WHAT YOU WILL DO »
Count the lines in the records below that contain the word "truck", and reply with only that number.

━━━━━━━━━━━━━━━━━━━━

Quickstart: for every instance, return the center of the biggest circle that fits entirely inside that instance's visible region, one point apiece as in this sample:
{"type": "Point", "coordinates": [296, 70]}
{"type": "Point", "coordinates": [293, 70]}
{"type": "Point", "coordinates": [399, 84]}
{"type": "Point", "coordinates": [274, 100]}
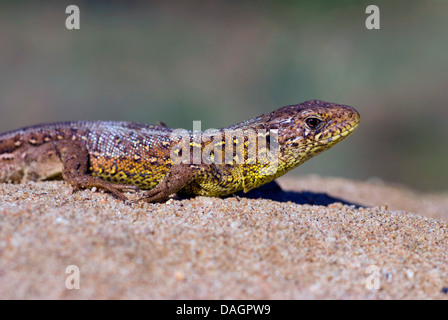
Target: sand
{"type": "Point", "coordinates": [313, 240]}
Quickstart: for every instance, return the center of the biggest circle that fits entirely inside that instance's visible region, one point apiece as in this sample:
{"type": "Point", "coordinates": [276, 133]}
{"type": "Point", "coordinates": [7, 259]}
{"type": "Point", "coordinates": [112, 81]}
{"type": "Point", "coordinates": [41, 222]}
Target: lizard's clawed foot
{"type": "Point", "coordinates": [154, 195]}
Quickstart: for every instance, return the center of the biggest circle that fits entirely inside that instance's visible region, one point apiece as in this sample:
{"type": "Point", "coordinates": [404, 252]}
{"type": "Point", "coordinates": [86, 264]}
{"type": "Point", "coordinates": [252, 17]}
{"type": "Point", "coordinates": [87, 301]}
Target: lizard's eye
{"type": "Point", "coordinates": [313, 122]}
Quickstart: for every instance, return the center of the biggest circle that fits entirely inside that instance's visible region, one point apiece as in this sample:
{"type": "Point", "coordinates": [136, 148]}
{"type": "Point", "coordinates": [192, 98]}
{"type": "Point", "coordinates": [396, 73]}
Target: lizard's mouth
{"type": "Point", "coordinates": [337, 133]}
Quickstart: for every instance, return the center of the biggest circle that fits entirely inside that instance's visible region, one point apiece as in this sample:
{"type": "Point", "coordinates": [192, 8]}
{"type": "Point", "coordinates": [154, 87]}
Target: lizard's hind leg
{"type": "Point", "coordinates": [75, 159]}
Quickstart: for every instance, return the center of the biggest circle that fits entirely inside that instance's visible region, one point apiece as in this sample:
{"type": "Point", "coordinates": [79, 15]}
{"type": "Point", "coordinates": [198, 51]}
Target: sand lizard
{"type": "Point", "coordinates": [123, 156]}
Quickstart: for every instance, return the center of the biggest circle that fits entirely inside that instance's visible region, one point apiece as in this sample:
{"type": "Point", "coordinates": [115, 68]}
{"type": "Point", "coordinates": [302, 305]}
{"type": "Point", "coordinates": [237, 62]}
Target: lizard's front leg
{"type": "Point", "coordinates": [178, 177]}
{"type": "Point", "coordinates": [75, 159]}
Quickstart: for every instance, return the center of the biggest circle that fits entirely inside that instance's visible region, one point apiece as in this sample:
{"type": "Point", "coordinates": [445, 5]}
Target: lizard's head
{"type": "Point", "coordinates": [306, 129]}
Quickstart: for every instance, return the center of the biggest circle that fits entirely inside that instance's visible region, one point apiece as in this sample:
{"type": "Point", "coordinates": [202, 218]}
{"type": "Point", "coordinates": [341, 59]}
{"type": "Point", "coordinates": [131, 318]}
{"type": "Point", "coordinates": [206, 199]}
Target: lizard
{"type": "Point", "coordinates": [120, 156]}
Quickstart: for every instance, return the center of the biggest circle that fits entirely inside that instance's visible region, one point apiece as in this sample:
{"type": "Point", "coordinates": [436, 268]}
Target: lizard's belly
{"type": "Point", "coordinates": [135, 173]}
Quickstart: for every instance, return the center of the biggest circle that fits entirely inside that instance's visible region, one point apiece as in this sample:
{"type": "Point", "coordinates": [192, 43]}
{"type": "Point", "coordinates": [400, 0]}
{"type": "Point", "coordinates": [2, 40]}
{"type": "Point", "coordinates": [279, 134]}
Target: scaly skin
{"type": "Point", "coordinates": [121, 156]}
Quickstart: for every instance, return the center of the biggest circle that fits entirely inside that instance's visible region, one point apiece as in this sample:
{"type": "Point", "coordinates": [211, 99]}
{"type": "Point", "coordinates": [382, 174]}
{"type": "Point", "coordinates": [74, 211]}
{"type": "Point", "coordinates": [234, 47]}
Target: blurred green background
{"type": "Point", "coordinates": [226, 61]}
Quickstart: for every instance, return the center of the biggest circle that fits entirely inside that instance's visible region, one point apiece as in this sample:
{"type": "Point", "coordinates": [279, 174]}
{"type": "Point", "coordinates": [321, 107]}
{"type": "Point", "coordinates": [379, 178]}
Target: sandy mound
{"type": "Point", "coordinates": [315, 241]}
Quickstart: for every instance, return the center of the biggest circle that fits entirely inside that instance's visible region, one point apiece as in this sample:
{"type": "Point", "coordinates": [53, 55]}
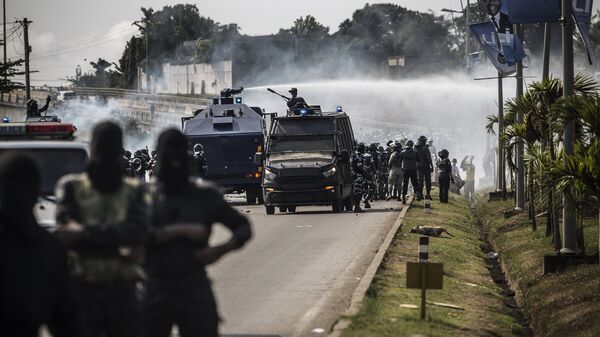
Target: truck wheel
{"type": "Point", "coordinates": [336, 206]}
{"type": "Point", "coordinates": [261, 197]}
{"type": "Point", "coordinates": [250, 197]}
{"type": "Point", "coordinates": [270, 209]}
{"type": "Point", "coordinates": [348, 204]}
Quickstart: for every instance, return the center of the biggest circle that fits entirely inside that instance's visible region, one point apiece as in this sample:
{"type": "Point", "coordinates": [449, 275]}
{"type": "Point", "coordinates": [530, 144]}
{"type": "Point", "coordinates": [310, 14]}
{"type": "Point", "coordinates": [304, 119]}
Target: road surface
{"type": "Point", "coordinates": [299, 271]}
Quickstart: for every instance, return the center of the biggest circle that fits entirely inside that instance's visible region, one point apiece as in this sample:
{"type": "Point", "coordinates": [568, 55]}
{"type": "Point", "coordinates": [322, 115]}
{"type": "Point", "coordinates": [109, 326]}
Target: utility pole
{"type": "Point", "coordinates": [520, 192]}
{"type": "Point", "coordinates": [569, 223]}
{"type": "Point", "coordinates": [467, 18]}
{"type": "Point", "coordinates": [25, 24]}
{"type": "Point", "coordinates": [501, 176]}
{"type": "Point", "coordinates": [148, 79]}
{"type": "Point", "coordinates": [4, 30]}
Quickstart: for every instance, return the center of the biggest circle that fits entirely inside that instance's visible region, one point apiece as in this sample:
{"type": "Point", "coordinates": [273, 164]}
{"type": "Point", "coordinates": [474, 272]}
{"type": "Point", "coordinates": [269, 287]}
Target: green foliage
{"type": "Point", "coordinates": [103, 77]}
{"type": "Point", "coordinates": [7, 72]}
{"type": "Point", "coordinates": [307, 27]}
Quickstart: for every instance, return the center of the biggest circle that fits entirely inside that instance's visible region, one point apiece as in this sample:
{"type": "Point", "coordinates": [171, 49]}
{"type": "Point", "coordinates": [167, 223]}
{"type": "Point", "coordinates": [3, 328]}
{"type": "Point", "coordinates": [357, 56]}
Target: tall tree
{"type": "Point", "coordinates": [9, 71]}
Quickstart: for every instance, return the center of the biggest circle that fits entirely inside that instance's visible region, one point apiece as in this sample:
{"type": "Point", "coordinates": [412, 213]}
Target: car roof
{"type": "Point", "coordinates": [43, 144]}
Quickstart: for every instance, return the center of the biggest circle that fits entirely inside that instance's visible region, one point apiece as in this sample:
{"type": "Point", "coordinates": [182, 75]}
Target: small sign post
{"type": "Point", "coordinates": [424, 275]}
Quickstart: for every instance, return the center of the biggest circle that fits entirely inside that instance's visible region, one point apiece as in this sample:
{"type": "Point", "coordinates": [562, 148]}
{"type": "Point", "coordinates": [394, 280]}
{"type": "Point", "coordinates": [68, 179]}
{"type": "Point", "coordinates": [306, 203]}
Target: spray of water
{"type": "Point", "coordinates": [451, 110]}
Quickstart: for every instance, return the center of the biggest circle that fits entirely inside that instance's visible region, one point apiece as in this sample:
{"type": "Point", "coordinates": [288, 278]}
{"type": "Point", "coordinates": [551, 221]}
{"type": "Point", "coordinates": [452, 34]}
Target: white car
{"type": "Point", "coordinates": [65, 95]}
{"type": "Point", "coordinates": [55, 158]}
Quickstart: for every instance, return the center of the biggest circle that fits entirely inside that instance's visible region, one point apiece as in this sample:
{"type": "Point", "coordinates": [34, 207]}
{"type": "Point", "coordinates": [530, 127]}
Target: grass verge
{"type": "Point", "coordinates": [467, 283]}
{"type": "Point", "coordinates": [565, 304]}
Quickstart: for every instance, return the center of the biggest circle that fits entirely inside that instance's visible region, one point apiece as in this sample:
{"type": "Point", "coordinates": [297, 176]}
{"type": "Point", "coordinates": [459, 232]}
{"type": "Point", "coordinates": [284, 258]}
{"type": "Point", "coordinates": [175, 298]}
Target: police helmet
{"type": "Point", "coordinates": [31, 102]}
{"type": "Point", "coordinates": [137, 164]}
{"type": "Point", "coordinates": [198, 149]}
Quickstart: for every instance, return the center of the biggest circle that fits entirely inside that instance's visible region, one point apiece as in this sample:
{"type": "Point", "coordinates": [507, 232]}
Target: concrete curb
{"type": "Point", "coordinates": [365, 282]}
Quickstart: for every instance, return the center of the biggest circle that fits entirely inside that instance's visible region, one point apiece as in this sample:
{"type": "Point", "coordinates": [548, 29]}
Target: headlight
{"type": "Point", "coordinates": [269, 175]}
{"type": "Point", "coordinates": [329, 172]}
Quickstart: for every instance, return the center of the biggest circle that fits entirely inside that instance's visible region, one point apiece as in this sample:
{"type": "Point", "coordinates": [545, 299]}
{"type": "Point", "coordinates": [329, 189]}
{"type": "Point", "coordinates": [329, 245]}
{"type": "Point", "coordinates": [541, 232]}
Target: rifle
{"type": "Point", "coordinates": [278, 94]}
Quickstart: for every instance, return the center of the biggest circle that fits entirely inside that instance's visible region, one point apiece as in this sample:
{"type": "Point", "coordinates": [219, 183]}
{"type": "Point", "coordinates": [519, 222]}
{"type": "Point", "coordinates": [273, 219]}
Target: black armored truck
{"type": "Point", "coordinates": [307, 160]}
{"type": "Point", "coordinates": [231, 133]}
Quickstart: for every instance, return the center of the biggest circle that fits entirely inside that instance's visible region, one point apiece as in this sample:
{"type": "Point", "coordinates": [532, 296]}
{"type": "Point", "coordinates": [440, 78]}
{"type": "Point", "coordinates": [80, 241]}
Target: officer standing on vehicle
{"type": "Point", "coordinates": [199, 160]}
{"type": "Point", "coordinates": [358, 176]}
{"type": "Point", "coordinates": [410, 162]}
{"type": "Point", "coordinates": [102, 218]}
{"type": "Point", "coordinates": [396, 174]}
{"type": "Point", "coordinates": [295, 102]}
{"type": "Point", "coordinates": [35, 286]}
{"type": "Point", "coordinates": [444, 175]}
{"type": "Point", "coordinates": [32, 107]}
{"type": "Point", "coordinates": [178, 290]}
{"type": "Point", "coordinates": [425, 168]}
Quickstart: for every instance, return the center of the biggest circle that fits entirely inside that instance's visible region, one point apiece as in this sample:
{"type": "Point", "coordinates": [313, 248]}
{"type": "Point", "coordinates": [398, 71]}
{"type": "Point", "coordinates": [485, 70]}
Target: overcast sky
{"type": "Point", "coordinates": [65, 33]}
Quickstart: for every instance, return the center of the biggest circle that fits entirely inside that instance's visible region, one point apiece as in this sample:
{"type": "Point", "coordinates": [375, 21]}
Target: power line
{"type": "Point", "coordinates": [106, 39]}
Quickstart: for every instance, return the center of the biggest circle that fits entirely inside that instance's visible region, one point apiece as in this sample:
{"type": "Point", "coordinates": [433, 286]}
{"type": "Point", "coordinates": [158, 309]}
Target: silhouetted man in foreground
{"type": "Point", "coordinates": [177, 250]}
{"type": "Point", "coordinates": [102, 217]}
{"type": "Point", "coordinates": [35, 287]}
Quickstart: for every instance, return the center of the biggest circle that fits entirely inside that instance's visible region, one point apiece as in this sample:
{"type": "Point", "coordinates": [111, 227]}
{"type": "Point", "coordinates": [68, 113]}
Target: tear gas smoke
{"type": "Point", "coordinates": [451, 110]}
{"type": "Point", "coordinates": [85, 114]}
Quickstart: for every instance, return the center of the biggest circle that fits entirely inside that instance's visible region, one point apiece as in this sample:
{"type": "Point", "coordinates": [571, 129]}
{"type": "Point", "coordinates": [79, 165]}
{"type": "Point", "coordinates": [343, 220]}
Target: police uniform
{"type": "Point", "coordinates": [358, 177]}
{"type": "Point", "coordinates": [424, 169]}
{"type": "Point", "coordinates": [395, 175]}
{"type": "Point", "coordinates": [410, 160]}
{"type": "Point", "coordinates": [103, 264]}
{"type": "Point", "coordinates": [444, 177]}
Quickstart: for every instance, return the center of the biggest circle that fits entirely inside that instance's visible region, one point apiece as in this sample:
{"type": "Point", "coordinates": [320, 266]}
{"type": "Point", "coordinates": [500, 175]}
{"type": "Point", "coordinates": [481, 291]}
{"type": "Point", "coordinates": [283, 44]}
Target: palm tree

━━━━━━━━━━━━━━━━━━━━

THE REPLY »
2